◆ **Exercise details**
Nothing but the lines from the line with "dress shirt in the photo above." through the end of the data is to be copied, and each is to be copied exactly.

◆ **Materials provided**

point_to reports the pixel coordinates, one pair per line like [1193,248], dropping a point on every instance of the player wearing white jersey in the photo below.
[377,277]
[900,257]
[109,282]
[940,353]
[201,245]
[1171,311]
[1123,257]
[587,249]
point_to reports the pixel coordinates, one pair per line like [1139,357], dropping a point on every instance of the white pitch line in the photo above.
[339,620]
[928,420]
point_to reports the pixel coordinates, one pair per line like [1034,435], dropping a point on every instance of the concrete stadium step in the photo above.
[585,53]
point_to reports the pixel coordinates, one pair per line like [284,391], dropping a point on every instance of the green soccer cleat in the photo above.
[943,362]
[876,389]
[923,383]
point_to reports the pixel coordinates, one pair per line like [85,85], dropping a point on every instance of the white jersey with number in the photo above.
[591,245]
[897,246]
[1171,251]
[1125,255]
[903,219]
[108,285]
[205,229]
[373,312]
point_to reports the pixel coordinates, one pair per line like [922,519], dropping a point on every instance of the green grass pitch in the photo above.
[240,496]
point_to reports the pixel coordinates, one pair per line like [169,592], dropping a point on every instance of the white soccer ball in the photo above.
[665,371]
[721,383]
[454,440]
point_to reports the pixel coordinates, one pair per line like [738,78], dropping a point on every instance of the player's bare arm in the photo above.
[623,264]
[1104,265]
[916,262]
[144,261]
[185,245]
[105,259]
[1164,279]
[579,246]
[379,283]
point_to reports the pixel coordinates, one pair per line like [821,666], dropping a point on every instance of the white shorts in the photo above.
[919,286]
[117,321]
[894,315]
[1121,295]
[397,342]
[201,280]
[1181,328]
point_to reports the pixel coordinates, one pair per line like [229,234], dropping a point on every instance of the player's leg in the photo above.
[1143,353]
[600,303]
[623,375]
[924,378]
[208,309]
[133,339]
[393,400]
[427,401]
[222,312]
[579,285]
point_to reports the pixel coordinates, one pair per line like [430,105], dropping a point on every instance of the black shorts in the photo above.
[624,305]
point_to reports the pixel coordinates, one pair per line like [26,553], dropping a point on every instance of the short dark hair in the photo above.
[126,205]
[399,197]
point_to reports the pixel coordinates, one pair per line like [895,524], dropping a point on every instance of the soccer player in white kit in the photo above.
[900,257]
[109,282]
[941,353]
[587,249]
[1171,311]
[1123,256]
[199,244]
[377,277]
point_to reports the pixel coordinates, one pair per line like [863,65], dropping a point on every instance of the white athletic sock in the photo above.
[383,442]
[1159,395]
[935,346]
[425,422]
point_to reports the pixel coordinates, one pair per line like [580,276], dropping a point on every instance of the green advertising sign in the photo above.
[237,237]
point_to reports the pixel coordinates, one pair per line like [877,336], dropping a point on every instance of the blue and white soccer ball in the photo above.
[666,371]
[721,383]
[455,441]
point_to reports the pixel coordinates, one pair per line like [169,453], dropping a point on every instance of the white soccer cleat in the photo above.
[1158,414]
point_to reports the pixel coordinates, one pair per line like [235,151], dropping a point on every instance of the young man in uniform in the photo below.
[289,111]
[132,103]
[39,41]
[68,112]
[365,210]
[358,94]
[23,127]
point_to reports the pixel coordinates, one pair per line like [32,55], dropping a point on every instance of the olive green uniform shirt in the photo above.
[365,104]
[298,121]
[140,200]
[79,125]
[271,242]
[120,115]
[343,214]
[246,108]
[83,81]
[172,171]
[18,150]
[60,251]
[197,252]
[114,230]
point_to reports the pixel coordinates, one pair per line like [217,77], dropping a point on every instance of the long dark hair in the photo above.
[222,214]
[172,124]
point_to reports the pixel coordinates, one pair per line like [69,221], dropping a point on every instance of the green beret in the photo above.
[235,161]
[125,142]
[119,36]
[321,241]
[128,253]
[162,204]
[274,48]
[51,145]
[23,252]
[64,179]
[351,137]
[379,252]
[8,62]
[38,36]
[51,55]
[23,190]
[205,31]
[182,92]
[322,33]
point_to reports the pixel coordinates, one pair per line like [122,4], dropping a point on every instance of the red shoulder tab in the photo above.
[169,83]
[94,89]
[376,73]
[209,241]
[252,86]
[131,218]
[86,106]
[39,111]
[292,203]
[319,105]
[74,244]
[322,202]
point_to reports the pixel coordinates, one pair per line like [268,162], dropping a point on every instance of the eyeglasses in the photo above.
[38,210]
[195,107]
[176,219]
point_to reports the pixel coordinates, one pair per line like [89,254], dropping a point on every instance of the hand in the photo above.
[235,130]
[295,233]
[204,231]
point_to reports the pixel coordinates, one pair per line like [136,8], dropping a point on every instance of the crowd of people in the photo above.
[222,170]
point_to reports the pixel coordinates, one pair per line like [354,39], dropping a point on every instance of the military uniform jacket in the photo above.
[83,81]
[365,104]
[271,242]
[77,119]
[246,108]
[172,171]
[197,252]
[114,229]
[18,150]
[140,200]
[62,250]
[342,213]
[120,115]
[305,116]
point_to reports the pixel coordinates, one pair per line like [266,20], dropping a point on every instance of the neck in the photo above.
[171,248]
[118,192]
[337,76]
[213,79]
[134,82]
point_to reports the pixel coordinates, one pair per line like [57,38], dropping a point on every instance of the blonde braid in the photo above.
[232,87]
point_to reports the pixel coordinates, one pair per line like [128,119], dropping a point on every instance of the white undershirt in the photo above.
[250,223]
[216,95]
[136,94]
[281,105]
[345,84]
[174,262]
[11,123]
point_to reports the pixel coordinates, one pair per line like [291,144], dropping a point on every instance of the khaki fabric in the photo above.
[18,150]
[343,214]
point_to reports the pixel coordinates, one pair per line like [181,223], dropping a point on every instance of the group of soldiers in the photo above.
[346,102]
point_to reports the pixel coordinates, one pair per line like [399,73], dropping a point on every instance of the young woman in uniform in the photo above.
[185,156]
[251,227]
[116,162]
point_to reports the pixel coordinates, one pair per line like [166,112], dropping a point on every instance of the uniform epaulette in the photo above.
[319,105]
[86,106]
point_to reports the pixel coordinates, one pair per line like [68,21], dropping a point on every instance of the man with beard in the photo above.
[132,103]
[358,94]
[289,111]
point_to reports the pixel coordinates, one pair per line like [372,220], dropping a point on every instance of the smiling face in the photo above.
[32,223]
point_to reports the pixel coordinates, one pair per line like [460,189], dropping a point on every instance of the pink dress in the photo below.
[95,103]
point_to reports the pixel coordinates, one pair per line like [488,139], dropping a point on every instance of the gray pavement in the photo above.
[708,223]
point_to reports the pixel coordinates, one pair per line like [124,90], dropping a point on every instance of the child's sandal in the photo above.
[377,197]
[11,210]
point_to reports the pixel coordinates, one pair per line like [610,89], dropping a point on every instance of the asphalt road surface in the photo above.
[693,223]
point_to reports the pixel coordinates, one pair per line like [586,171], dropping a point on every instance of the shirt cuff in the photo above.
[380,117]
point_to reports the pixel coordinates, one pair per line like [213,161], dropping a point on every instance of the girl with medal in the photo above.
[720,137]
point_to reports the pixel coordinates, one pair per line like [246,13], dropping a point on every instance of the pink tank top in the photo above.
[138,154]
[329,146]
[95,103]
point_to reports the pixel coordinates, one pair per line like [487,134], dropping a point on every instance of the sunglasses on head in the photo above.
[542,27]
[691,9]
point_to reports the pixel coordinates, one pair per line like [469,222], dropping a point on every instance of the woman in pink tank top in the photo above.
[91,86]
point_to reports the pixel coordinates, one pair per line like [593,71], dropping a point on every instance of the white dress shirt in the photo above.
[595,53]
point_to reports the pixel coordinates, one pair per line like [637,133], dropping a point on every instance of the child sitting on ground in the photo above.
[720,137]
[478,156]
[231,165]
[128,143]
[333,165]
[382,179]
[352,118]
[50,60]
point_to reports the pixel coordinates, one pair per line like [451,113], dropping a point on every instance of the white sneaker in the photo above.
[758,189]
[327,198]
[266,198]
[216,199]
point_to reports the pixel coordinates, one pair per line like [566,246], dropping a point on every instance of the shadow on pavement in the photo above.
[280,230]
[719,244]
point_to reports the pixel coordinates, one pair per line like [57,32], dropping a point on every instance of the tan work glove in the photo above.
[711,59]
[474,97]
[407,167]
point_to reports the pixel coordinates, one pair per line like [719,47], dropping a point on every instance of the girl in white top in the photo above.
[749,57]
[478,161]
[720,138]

◆ **Response to this exercise**
point_to reports the pixel coordinates, one pair per line like [593,71], dropping a point on every instance of the white dress shirt in the photo above.
[595,53]
point_to reports the pixel coordinates, one pair per line like [637,133], dropping a point on every instance of the child sitting on ground in the photo above.
[720,137]
[478,156]
[231,165]
[128,143]
[333,165]
[382,179]
[352,118]
[50,60]
point_to reports the pixel coordinates, one pair per line like [451,113], dropping a point on every instance of the white sneaker in the photo above.
[758,189]
[327,198]
[266,198]
[216,199]
point_to reports the pixel coordinates, one pair per line like [566,246], dropping a point on every instance of the shadow on pavement in the photo above.
[280,230]
[719,244]
point_to reports the pixel coordinates, one pair per line like [57,32], dropping a point on every instance of the tan work glove in the photo above.
[711,59]
[474,97]
[407,167]
point_to reports the pixel coordinates, one pair per line like [719,47], dropping a point on every instance of the girl in white top in the photo above.
[749,57]
[478,161]
[720,138]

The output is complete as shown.